[Opening DOCUMENT TEXT section]

No yolks about it, eggs are healthy
One day you hear they’re good for you and other days you hear they’re bad. The healthiness (or unhealthiness) of eggs have been debated for decades. Does the protein outweigh the cholesterol? What makes an egg good or bad and should we continue incorporating eggs into our diets?
This week on “Take Care,” Dr. Luc Djousse discusses the nutritional value of eggs. Djousse is director of research in the Division of Aging at Brigham and Women’s Hospital and is assistant professor of medicine at Harvard Medical School.
Little evidence is available to show that consuming two to four eggs per week has a negative effect on your health, according to this week's guest. For people that consume more, Djousse says, data suggests there is a slight increased risk for diabetes, but there is no concrete evidence.
“Like any food item, consume everything in moderation,” Djousse says. “The fact that one food item is great or healthier than the other doesn’t mean that you’re going to eat a lot of it because every food item contains energy, calories.”
Part of the concern surrounding eggs may comes from a lack of knowledge of what eggs are made of.
Eggs consist of two components: egg whites and yolks. Egg whites are 90 percent water and 10 percent protein, but they also contain minerals and vitamins. Egg yolks contain 2.7 to 3 grams of protein, but they also contain cholesterol.
“An average egg would contain these days between 160 to 200 milligrams of cholesterol,” Djousse says.
Cholesterol is a fat molecule that the liver can manufacture. According to Djousse, humans don’t need to consume food in order to have cholesterol.

[Closing DOCUMENT TEXT section]

WORK ORDER 1 |
Answer these questions using the article on eggs:
(a) What position does Djousse hold at Harvard Medical School?
(b) What percentage of an egg white is water?
(c) According to Djousse, how many milligrams of cholesterol does an average egg contain?
WORK ORDER 2 | Write the next part of the article on eggs, starting after its final sentence about the body not needing food for cholesterol.
The lines after the article on eggs come from a different source.

[Opening DATA PROVIDED section]

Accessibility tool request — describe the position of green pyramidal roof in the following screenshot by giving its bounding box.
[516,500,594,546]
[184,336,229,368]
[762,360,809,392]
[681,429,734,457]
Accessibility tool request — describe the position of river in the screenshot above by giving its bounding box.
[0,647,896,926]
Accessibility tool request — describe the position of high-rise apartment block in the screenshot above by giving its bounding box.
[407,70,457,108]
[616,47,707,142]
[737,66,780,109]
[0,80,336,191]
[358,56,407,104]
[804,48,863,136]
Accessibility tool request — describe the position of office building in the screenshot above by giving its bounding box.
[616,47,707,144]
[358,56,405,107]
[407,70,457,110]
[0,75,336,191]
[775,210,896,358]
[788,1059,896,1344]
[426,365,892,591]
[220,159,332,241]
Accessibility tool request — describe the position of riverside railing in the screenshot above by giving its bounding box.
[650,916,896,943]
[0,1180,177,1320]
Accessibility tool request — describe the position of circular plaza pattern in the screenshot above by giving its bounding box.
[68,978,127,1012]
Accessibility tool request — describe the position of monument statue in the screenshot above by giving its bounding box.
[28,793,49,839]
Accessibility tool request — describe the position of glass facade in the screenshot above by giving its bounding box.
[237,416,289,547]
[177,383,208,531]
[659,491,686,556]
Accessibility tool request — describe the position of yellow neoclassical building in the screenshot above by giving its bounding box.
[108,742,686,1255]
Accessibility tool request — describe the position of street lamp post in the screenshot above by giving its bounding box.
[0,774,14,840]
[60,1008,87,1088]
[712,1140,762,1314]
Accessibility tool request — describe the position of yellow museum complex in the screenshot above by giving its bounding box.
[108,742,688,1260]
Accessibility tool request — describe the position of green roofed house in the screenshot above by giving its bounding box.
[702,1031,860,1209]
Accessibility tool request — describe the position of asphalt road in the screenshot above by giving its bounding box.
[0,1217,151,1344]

[Closing DATA PROVIDED section]

EXERCISE OUTPUT 1 |
(a) Assistant professor of medicine
(b) 90 percent
(c) Between 160 and 200 milligrams

EXERCISE OUTPUT 2 |
“It’s a building block for cells in all animals and humans,” Djousse says.
For food products to be deemed good or bad depends on the small packages that carry cholesterol.
“Cholesterol cannot be dissolved in blood,” Djousse says. “It has to be carried in small packages by something called lipoprotein.”
Studies have shown that if you increase your dietary cholesterol (from eating eggs, for example), you may slow down the pace with which the liver manufactures its own cholesterol. This means, according to Djousse, there is no link between dietary cholesterol and blood cholesterol (the cholesterol you worry about at the doctor's office).
“So you cannot really say cholesterol in eggs is good and bad, it depends on the transport medium, what’s carrying that cholesterol,” Djousse says.
The way a body reacts to eggs, or cholesterol, depends on the individual.
“It’s not one size fits all,” Djousse says. “If you give eggs or any food for that matter to people they would react differently. Partly it’s because of the genetic makeup.”
Djousse says that your genes and environment has an effect as well, which would affect how the body reacts to consumed food.